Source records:
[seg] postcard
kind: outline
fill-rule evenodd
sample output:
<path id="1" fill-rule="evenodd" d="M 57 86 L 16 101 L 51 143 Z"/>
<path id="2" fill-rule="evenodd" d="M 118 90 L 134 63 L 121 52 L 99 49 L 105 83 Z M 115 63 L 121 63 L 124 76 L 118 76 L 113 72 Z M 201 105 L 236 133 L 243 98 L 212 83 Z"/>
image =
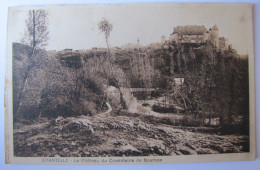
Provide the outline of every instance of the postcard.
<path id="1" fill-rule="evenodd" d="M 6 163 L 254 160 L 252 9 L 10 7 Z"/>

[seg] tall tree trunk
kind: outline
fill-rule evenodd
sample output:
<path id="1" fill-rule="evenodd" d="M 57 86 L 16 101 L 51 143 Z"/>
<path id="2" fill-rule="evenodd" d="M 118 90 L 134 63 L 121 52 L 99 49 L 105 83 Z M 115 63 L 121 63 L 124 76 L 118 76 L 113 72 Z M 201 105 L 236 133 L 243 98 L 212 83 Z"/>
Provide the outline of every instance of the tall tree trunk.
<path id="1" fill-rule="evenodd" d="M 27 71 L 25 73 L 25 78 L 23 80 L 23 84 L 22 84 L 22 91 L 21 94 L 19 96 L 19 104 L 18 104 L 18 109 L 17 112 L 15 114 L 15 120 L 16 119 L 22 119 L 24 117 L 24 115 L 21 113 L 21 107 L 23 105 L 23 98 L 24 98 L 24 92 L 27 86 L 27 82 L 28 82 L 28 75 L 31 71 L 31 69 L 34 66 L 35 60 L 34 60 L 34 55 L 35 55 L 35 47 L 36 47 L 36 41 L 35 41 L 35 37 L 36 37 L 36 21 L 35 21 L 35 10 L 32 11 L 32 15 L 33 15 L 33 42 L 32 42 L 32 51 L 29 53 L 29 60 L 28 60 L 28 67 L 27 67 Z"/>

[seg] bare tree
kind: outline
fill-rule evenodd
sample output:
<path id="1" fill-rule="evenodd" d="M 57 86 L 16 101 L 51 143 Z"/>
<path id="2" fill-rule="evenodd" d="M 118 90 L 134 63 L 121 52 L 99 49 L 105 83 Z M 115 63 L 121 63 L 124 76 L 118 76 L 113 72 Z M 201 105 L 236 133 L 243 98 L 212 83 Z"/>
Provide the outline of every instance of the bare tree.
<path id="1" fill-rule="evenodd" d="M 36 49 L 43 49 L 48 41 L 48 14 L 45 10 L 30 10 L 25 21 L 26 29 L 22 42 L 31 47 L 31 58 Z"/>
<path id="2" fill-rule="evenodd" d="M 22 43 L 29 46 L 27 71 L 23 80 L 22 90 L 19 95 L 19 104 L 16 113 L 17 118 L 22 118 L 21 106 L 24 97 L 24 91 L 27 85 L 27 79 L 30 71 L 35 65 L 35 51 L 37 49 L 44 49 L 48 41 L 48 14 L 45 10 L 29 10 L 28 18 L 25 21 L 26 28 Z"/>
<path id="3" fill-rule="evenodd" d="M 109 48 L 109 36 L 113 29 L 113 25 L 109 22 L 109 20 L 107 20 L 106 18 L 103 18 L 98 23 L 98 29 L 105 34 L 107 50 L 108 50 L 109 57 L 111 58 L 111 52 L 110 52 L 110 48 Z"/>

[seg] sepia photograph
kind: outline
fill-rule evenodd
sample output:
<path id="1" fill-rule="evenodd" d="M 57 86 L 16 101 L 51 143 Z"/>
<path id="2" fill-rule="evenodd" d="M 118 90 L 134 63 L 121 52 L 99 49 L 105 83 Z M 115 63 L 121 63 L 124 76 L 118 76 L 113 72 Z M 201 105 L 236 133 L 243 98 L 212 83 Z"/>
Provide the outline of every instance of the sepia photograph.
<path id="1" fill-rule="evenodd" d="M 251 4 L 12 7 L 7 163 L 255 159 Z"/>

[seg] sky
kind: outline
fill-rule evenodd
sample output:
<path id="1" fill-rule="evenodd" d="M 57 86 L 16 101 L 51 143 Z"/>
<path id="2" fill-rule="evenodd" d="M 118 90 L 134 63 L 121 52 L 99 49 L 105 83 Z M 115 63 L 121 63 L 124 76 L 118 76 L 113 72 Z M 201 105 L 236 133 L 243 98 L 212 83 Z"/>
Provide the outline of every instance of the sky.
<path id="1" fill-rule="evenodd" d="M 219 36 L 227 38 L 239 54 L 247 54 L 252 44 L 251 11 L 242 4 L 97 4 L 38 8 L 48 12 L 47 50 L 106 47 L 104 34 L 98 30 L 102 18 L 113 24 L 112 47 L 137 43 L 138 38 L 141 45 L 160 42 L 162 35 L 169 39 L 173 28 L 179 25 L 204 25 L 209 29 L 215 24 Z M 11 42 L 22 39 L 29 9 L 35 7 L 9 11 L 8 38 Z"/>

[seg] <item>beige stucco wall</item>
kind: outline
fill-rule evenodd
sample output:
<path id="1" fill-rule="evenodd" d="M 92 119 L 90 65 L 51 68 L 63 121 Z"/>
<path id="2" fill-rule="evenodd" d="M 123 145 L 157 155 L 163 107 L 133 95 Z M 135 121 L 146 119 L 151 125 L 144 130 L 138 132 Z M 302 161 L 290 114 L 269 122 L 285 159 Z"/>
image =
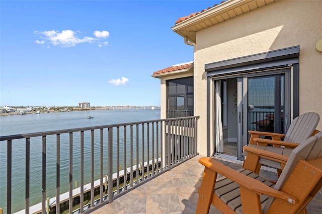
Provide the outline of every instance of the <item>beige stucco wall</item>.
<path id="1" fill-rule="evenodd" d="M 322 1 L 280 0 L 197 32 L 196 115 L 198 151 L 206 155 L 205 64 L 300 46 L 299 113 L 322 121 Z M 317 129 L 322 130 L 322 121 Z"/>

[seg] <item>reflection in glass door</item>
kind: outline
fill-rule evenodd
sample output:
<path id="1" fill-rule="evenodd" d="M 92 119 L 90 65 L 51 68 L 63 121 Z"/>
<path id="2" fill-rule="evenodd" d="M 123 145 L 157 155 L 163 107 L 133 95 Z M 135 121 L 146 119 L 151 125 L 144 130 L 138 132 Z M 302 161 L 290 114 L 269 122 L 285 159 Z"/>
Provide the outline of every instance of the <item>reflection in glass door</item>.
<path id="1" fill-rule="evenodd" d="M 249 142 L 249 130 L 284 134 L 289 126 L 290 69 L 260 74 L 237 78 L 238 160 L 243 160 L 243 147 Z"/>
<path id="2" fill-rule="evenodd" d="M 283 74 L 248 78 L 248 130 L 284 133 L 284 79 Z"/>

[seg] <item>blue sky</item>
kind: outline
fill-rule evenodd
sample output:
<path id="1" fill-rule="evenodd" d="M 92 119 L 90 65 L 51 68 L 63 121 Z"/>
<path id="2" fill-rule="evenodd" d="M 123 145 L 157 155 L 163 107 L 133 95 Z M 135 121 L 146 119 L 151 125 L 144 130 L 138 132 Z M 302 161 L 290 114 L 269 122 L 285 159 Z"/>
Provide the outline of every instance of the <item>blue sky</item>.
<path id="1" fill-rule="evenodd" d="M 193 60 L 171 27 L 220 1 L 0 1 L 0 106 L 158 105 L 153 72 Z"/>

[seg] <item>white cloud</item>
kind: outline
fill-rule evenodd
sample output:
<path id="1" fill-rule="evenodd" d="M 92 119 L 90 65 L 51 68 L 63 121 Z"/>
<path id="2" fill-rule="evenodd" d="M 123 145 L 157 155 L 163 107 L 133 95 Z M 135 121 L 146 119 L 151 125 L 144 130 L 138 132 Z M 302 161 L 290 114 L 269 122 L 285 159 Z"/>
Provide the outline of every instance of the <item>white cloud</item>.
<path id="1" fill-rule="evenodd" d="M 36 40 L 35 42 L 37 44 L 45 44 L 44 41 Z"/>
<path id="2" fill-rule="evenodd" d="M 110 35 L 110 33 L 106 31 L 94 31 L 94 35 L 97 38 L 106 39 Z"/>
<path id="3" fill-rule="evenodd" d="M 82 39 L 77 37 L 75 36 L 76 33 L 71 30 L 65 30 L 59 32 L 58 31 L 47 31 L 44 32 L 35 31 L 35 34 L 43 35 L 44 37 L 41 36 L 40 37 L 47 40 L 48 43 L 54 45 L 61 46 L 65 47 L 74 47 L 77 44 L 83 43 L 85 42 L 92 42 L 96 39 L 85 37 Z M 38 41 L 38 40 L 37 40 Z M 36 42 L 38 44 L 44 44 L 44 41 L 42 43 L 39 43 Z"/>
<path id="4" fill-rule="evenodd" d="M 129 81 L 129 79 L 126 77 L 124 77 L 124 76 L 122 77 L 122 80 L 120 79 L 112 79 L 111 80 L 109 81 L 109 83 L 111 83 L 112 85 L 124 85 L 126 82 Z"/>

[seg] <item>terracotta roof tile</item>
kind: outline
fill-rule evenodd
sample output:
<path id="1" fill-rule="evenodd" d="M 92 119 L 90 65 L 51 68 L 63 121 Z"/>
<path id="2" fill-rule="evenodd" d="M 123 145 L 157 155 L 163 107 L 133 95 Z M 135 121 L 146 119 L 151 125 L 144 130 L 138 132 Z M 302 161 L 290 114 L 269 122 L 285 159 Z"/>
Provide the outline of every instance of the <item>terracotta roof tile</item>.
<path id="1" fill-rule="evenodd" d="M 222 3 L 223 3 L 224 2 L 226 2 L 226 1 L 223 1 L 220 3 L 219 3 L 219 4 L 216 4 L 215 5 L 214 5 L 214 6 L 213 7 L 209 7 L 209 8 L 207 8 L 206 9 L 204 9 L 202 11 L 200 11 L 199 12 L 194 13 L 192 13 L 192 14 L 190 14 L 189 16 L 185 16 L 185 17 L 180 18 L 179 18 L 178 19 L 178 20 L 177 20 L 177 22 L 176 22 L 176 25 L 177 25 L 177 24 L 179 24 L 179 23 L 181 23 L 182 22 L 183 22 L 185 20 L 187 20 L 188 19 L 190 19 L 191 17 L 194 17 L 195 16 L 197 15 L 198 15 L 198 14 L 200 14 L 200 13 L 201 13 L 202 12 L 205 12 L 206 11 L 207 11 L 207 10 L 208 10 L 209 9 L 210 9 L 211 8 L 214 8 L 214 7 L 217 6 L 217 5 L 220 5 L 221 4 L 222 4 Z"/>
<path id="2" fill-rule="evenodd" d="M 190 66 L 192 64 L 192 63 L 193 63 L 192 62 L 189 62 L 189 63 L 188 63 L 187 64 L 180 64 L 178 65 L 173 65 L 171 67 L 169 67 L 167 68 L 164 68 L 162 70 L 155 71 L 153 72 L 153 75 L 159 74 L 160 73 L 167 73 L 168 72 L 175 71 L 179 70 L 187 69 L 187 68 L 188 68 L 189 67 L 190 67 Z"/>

==

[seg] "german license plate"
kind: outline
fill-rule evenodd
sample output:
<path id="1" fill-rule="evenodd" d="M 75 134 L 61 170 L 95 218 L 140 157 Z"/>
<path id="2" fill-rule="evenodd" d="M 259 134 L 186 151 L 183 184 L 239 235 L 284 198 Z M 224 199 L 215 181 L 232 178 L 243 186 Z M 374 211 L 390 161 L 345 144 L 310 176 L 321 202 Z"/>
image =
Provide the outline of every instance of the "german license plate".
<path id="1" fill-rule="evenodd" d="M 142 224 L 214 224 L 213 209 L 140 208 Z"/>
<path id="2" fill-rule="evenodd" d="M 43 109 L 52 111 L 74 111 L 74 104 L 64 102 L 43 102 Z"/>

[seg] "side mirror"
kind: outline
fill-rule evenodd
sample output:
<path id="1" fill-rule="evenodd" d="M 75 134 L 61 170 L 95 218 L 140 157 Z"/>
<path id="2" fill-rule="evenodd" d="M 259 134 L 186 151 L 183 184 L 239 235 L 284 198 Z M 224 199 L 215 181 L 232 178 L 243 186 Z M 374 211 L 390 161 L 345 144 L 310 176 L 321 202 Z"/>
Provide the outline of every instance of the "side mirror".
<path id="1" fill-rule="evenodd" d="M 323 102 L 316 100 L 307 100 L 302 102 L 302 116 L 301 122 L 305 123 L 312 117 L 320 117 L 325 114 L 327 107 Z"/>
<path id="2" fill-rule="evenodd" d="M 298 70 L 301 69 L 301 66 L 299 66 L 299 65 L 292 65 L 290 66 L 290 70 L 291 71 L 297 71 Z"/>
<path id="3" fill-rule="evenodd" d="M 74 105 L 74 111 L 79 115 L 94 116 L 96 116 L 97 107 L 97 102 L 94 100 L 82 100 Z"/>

▶ [PROBLEM DETAILS]
Count the lines of the listing above that contain the string "roof", treating uppercase and lowercase letters as distinct. Reply with the number alone.

▶ [RESPONSE TO THIS TASK]
2